▶ _Work request_
Please return the data that follows precisely as written, but without the images.

[Referring expression pointing data]

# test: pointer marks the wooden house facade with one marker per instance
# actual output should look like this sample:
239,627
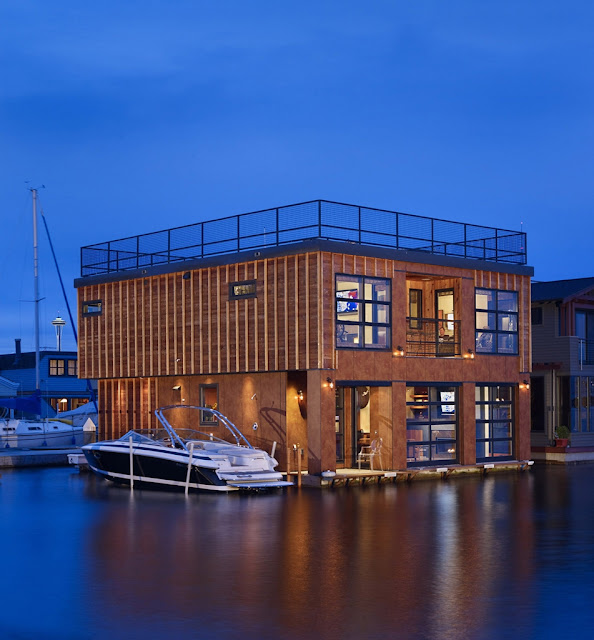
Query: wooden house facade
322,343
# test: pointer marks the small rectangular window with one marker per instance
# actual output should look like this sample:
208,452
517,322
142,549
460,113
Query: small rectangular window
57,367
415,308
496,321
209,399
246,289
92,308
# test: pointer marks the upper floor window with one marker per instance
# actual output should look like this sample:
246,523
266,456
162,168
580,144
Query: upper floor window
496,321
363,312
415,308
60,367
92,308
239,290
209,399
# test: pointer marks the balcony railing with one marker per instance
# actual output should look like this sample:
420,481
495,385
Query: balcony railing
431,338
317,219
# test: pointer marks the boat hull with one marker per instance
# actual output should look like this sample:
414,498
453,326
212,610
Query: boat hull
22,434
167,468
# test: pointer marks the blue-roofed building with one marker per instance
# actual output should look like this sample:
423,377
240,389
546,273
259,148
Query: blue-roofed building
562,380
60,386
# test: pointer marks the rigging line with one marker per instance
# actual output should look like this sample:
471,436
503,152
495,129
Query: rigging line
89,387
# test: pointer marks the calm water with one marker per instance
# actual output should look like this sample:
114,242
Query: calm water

▶ _Exercise response_
# test: pointer marks the wooden house facade with one marker per instance
# actual output should look like this sample:
239,627
Query: wooden house facade
322,343
# test: pointer marks the small rectangular window with one marker per instance
# actual output should look like this sample:
208,452
517,322
142,549
460,113
Query: small rectangular window
57,367
415,308
496,321
209,399
246,289
92,308
# test: pointer marks the upper floor window with one marker per instance
# actual output should look like this sample:
246,523
266,456
162,168
580,144
Query: upper floor window
496,321
363,312
415,308
60,367
92,308
239,290
209,399
# test: pointer marks the balcony railing with one marker per instance
# actual output should look like this sample:
420,481
495,385
Query: balcony railing
431,338
317,219
# test: pointer marks the boat hull with one marker per instance
# actual output should look like this sample:
414,498
453,326
212,610
Query: boat hull
22,434
167,468
# test: pointer marks the blue-roofed building with one marker per instance
# actual output should look like this sample:
423,377
240,389
546,273
259,148
Query: blue-roofed building
562,380
60,386
# test: pointer marks the rigging line with one marker per instance
# actual output should look like this sample:
471,436
503,152
495,129
Query: rigging line
89,387
# test: pointer marks the calm water with one marker per instance
# actual output should look like this sample:
114,242
Query: calm water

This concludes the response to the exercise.